* _Stated task_: Copy out everything from the line containing "Mark a dot on every instance of the window" down to the end of the listing, swapping "shop sign" for "store sign" and changing nothing else.

* _Exercise materials_:
►
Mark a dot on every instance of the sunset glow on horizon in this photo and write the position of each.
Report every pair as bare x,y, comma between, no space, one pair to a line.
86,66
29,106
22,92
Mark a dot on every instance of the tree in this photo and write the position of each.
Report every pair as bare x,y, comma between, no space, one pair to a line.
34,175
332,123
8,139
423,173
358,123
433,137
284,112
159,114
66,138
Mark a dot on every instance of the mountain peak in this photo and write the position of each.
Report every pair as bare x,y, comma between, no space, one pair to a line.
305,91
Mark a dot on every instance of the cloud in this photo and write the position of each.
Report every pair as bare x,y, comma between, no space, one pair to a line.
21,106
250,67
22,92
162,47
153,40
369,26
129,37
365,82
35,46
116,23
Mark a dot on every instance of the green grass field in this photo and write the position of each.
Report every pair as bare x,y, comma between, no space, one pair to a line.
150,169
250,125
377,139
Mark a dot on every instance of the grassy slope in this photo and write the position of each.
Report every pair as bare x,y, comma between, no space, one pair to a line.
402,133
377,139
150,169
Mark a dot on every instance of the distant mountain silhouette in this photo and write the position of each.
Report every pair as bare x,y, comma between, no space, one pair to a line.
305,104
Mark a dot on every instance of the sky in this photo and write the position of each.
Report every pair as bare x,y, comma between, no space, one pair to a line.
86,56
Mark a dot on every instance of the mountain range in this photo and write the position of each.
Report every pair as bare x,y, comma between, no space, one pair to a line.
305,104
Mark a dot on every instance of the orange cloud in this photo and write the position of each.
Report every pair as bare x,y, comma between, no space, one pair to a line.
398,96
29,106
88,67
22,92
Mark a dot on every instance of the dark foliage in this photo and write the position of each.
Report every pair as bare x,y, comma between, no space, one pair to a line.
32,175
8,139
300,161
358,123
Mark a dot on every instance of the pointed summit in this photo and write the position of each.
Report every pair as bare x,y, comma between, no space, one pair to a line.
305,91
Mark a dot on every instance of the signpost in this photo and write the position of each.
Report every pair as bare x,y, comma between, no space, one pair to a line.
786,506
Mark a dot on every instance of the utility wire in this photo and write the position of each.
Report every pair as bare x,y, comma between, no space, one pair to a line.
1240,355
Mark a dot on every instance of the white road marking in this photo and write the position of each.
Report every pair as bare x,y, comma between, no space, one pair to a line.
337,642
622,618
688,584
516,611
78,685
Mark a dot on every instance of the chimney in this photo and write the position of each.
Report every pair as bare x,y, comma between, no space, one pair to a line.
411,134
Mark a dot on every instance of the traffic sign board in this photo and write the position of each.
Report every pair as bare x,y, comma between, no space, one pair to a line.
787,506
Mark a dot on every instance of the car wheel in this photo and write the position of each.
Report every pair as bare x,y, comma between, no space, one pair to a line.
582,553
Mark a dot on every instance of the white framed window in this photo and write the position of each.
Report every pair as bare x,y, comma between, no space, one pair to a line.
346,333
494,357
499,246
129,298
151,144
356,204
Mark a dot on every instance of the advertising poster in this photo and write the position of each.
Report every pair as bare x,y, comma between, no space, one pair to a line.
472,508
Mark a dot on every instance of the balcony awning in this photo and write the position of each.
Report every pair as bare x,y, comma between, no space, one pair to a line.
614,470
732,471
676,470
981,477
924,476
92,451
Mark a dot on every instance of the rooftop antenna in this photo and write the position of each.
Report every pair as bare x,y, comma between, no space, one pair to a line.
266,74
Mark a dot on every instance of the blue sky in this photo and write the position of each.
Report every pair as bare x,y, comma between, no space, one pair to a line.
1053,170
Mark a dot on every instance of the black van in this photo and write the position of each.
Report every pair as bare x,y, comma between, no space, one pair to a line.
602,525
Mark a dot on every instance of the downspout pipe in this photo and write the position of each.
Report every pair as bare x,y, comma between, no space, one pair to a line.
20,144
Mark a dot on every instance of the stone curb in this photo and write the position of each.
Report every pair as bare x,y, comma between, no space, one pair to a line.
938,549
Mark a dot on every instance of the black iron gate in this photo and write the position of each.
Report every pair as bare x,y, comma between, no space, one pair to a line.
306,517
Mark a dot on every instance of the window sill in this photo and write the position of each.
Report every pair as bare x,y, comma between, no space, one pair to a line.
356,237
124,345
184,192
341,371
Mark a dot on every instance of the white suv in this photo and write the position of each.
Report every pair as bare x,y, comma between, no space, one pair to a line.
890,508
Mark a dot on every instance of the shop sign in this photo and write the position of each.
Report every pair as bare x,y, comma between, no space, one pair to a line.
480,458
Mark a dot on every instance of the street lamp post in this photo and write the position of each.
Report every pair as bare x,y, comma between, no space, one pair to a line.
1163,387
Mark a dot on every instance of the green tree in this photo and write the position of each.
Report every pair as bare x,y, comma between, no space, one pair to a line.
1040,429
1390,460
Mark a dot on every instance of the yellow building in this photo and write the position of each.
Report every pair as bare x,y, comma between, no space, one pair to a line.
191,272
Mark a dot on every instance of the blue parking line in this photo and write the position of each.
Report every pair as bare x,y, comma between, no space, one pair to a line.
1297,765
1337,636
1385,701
◄
* _Answer_:
Mark a dot on every instance of the window sill in this photo and write the position of each.
Report every pair as bare x,y, comma between, no space, one pair to a line.
356,237
124,345
184,192
341,371
Mark a dot on every instance of the white suv in this photo and write the position of each.
Report every pair as bare x,y, comma between, no space, one pair to a line.
890,508
Mark a dot on every instance of the store sign in this photo and write the position of each.
Report every pair as bare x,y, comma between, no space, one pair to a line.
480,458
Mark a dot on every instance of the street lamp post in this photo and write the position of each.
Report every pair as bare x,y, comma between, no space, one pair to a line.
1163,387
Mark a dot on every instance of the green tree in this photo and write the position of each.
Report every pair as bare x,y, comma between, no space, one pair to a line.
1040,429
1390,460
Mark a dot on every instance of the yellow building in this photo and write the position of each.
Report every pair as bare x,y, comma between, no space, one pair to a line.
191,272
Mark a dot on every instance of the blue parking line in this photo and write the position of each.
Report every pair as bare x,y, comma between, no space, one pair to a line.
1297,765
1337,636
1385,701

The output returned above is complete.